Segment Open

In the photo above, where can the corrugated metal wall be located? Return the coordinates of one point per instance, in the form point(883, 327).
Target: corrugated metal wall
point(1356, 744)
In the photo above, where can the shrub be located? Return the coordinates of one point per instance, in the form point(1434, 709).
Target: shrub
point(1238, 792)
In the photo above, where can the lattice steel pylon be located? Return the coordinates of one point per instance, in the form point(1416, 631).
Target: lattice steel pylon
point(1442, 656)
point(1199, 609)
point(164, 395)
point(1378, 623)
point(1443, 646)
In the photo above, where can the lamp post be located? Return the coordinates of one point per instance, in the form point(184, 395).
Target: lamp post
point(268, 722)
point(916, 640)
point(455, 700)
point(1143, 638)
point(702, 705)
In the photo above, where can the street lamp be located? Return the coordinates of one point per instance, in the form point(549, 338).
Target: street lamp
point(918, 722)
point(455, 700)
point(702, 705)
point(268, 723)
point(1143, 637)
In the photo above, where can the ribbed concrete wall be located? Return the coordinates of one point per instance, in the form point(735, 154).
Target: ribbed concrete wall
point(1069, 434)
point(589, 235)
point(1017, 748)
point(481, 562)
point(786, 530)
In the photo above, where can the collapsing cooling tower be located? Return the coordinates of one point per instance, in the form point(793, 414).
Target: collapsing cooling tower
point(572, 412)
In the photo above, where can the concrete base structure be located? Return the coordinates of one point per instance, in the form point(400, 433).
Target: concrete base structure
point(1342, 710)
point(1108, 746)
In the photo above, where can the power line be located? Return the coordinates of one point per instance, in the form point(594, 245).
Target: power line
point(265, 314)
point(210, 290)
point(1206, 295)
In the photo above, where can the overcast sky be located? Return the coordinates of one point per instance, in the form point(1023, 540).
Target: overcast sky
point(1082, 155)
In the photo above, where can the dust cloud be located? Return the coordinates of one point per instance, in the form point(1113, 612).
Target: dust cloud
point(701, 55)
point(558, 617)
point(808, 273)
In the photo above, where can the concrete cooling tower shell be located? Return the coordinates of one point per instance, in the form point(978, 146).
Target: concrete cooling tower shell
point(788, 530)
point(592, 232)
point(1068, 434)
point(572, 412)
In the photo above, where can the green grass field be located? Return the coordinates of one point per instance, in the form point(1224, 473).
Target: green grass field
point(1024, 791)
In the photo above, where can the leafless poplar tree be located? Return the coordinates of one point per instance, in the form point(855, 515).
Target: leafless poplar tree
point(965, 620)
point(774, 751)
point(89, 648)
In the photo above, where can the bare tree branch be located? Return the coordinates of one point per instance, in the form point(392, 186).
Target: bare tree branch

Segment Closed

## Your assignment
Every line above that holds the string "bare" should be copied into the answer.

## Response to this task
In the photo above, where can the bare tree branch be located? Return the coordinates of one point per instance, in the form point(392, 186).
Target: bare tree branch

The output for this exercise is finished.